● Task to carry out
Rewrite all of the records below, swapping "lane-count log" for "trail-count log" wherever it appears and changing nothing else. Leave the pictures out of your answer.

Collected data
* * * * *
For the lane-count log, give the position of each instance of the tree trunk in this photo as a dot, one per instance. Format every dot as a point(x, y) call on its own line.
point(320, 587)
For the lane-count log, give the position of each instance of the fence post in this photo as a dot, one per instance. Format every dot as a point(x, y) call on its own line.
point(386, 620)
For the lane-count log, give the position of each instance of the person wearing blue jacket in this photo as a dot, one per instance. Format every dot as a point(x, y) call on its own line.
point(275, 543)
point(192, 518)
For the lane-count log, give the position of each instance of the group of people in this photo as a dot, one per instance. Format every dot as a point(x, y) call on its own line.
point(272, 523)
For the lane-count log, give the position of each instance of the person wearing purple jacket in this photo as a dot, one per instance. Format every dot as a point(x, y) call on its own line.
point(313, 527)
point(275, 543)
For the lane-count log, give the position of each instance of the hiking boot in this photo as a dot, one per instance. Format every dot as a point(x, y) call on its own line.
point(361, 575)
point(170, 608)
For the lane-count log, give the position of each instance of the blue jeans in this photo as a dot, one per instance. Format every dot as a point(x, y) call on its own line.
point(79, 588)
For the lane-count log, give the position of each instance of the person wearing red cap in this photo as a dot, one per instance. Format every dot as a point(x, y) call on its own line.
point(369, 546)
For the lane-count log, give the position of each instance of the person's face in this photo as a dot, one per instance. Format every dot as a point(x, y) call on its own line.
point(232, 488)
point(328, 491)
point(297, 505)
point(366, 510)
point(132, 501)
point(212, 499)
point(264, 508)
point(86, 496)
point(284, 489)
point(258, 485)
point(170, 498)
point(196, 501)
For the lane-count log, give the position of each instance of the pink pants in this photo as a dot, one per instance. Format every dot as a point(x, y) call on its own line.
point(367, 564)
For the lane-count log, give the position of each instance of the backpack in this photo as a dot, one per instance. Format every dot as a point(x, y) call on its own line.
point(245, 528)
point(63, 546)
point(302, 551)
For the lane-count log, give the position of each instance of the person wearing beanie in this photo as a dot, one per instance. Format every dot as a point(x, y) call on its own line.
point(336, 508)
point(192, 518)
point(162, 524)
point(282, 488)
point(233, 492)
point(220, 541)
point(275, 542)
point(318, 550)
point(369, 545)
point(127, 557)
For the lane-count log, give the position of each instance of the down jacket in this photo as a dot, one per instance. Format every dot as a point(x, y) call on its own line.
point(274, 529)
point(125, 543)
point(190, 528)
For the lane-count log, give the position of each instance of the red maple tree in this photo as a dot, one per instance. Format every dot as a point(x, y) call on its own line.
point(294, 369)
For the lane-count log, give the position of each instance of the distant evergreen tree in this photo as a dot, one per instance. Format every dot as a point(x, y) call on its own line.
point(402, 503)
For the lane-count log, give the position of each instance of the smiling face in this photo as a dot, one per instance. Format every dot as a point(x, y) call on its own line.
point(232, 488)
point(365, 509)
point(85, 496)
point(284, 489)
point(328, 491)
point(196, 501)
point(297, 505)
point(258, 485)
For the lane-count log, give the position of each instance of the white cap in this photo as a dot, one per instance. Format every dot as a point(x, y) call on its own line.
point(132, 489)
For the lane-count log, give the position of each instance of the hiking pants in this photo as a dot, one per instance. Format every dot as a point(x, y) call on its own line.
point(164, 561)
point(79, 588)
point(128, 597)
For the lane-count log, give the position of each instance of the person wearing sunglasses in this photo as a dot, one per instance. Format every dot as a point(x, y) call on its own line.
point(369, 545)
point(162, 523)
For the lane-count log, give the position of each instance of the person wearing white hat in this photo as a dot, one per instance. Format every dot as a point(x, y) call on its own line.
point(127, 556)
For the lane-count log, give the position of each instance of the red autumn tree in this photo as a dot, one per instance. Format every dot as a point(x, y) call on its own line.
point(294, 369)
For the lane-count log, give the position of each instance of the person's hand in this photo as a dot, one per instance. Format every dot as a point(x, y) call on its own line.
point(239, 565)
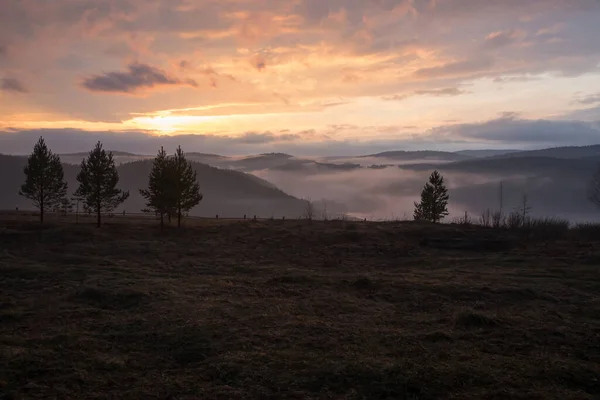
* * * * *
● Full response
For the trail-count log, give the position of each instance of the tree trunk in this photo as a dot, one per instance. Format every dot as a point(x, y) call on its own line.
point(320, 587)
For the trail-count log, give the position of each instance of the fence post in this photo as a dot, one per instance. Format every dot as a point(x, y) call on its own line.
point(386, 620)
For the trail-count log, give the position of each instance of the person wearing blue jacket in this photo as a dot, one per instance. Format every dot as a point(x, y) call on its own line.
point(275, 543)
point(192, 518)
For the trail-count log, give the position of each instance of the group of people in this photo as a dot, one per instance. Format every dot as a point(x, y) call on its own line.
point(272, 523)
For the trail-count log, give the position of each instance of the person wearing purple jacket in this photo as a dot, one per instance. Format every dot as a point(x, y) call on its own line.
point(313, 527)
point(275, 543)
For the trail-count log, give the position of each instance of the hiking boot in this photo as a dot, one per instance. Format every dot as a point(x, y) call on its own line.
point(361, 575)
point(170, 608)
For the trail-count log, give the position of each instance of the blue jeans in this photo as a dot, one per instance. Format every dot as a point(x, y) call on its own line.
point(79, 588)
For the trail-count log, give the position of each instance of the person wearing red cap in this photo as a dot, one per instance. Format every dot as a point(x, y) call on its own line.
point(369, 546)
For the trail-count log, give the position of each instance of the person's face in this photo as a dot, one per instance. Format every dot as a point(x, y) call on its own line.
point(232, 488)
point(328, 491)
point(297, 505)
point(366, 510)
point(132, 501)
point(212, 499)
point(264, 508)
point(86, 496)
point(284, 489)
point(258, 485)
point(170, 498)
point(196, 501)
For the trail-count log, give the position of each instance of the pink pants in this photo as a dot, one per instance. Format every dot as a point(x, y) call on its own line.
point(367, 564)
For the trail-count log, give the position of each instance of the backpack in this photo as a dot, one per instance. Format every dot as a point(x, y) call on its own line.
point(245, 528)
point(63, 546)
point(302, 551)
For the trail-count log, give the position of each instance of the person wearing beanie in this photo as a dot, one per instance. Format every dot as a point(x, y) call on its own line.
point(336, 508)
point(192, 518)
point(162, 524)
point(282, 488)
point(233, 492)
point(220, 541)
point(275, 542)
point(318, 550)
point(369, 545)
point(127, 557)
For the trail-count log, give the position of each instance of the down jacket in this photo as a dot, one per instance. Format every dot as a point(x, y) call on its own line.
point(274, 529)
point(125, 543)
point(190, 528)
For the trail-count log, give the position of each instance of the red maple tree in this photo as a dot, one per instance. Format every dot as a point(x, y) call on its own line.
point(294, 369)
For the trail-count log, give the position of each instance of the distant evergreen tree in this photo as a dot, one per instance. Format every dot as a point(x, y) call on its own line.
point(402, 503)
For the trail-count log, give the position of each instance of the smiling face in this photo as a dot, one per instance. Format every dot as a point(x, y) call on its own line.
point(232, 488)
point(365, 509)
point(85, 496)
point(284, 489)
point(328, 491)
point(196, 501)
point(297, 505)
point(258, 485)
For the trail-count log, give the position of each instance of the white cap in this photo as a dot, one per instance. Format every dot as a point(x, y) call on its own line.
point(132, 489)
For the trail-count log, give the position of each instance of the hiking pants in this photo as a dot, one per instance. Format every dot as a point(x, y) call on its own line.
point(164, 561)
point(79, 588)
point(128, 597)
For the trail-count log, give the position of each instance of the person wearing sunglasses in this photo as a dot, one per instance. Format every dot as a point(x, y) call on its own line.
point(369, 545)
point(162, 523)
For the trail-count log, give the position of each instance of the person wearing white hat in this photo as a dot, one per instance. Format every dot as a point(x, y) call on its own line.
point(127, 556)
For the trail-count log, give the position of each instance of the red autumn tree in this photo as a dot, one per instance. Format every dot as a point(x, y) call on its own line.
point(294, 369)
For the trail-count log, give the position of each instance of the person's hand in this photo as a dot, one per instance. Format every dot as a point(x, y) call on its own line.
point(239, 565)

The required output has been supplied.